EXERCISE AIM
Answer each item from the mailing-list thread on one line, numbered to match.
1. Which function initializes /dev/console?
2. What workaround does Sebastien Lorquet say he has?
3. On which board has he enabled the network?

SELECTION
Re: Network debug info level breaks nx_start -> group_setupidlefiles

13 views
Skip to first unread message

Sebastien Lorquet

unread,
May 19, 2022, 6:09:57 PM5/19/22
to nu...@googlegroups.com

hi all,

I would be really grateful if any one of you can throw a bit of time at this issue, because I think it could manifest in several boards and not just the nucleo h743.

I could be loosing time on something obvious that you will identify faster than me, because I've not looked at NuttX for a long time.


net init is like this:

nx_start -> up_initialize -> arm_netinitialize -> stm32_ethinitialize -> netdev_register

/dev/console is initialized in: arm_serialinit, which is called in up_initialize right before arm_netinitialize


And this is executed JUST BEFORE drivers_initialize


I am also seeing that all debug calls all end up in syslog()

Which itself is by default a driver that will lead to file_open("/dev/console"), am I right?


So any debug message emitted in arm_netinitialize/stm32_ethinitialize is executed while the driver subsystem is not initialized yet.

What does syslog do in that case? Is there an early syslog mechanism?


And this is a recent change, still visible in the current github display for nx_start.c:

https://github.com/apache/incubator-nuttx/commit/a594a5d7a8dcd756884ca7d3449f37ba77f96af3

I cant find a pull request for this change. Nor any discussion. And the commit message makes no sense, there are no clear explanations.

This is an important change that can have lots of consequences with drivers and chip init, specifically in the case where I am stuck.


I believe that nx_open in group_setupidlefiles expects to get fd 0 (because it's the first opened file?) but it does not, because syslog or something else has opened a file before and this breaks an assumption.

I might be seeing different issues. I'll probably put an early breakpoint in fopen to see which values are returned.


I have a workaround by removing the DEBUGASSERT, but I fear an importnat issue hides somewhere else, and I want to find the root cause of this instead of hiding a bug under the carpet.

Sebastien


On 5/19/22 22:34, Petro Karashchenko wrote:
Hi,

Most probably we need to trace when network init is done. Usually in the
early stages the "#  define showprogress(c) arm_lowputc(c)" and
"arm_lowputs" is used to trace the init process, so maybe you can
instrument the code to find out what is going on.

Best regards,
Petro

чт, 19 трав. 2022 р. о 22:15 Nathan Hartman <hartman...@gmail.com> пише:

On Thu, May 19, 2022 at 12:40 PM Sebastien Lorquet <seba...@lorquet.fr>
wrote:
Hi,

I have a nucleo-h743zi, in which I have enabled network.

It seems to work so far.

EXCERPTED RECORDS
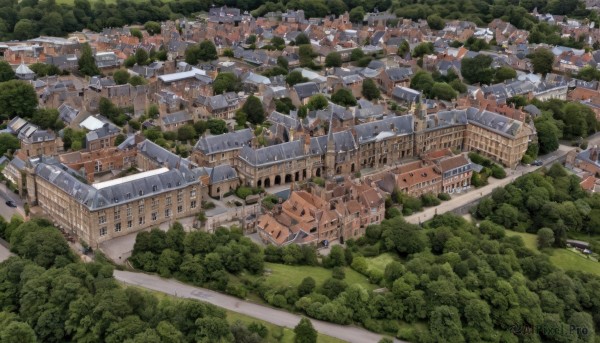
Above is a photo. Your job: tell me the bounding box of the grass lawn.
[550,249,600,276]
[264,263,378,290]
[366,253,398,273]
[506,230,539,252]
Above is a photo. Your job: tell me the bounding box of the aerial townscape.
[0,0,600,343]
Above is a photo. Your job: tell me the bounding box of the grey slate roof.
[194,129,254,155]
[354,115,414,144]
[294,82,319,99]
[58,103,79,124]
[392,86,421,103]
[201,164,238,184]
[239,140,304,166]
[85,123,121,142]
[162,111,192,125]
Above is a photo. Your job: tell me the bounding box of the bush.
[331,267,346,280]
[421,194,442,207]
[492,164,506,179]
[438,193,450,201]
[225,285,248,299]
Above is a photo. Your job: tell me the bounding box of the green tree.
[0,321,37,343]
[427,14,446,30]
[113,69,129,85]
[129,27,144,42]
[308,94,329,111]
[362,79,381,100]
[0,80,38,119]
[13,19,38,40]
[460,55,494,84]
[298,44,316,68]
[0,61,15,82]
[206,118,227,135]
[429,306,465,342]
[350,6,366,24]
[271,36,285,50]
[185,40,218,65]
[529,48,554,75]
[325,51,342,68]
[398,39,410,58]
[77,43,100,76]
[413,42,435,57]
[537,227,554,249]
[285,70,308,87]
[242,95,265,125]
[144,21,161,36]
[350,48,365,62]
[331,88,356,107]
[0,133,21,156]
[298,276,317,297]
[410,70,434,94]
[294,318,317,343]
[429,82,458,101]
[135,48,148,66]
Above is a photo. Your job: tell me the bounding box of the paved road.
[404,144,572,224]
[114,270,406,343]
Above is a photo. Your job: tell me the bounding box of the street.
[404,144,572,224]
[114,270,402,343]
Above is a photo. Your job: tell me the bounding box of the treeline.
[473,164,600,247]
[130,223,264,298]
[532,99,600,154]
[0,219,266,343]
[257,215,600,342]
[132,196,600,342]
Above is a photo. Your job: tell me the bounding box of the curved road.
[114,270,406,343]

SOLUTION BELOW
1. arm_serialinit
2. Removing the DEBUGASSERT
3. The nucleo-h743zi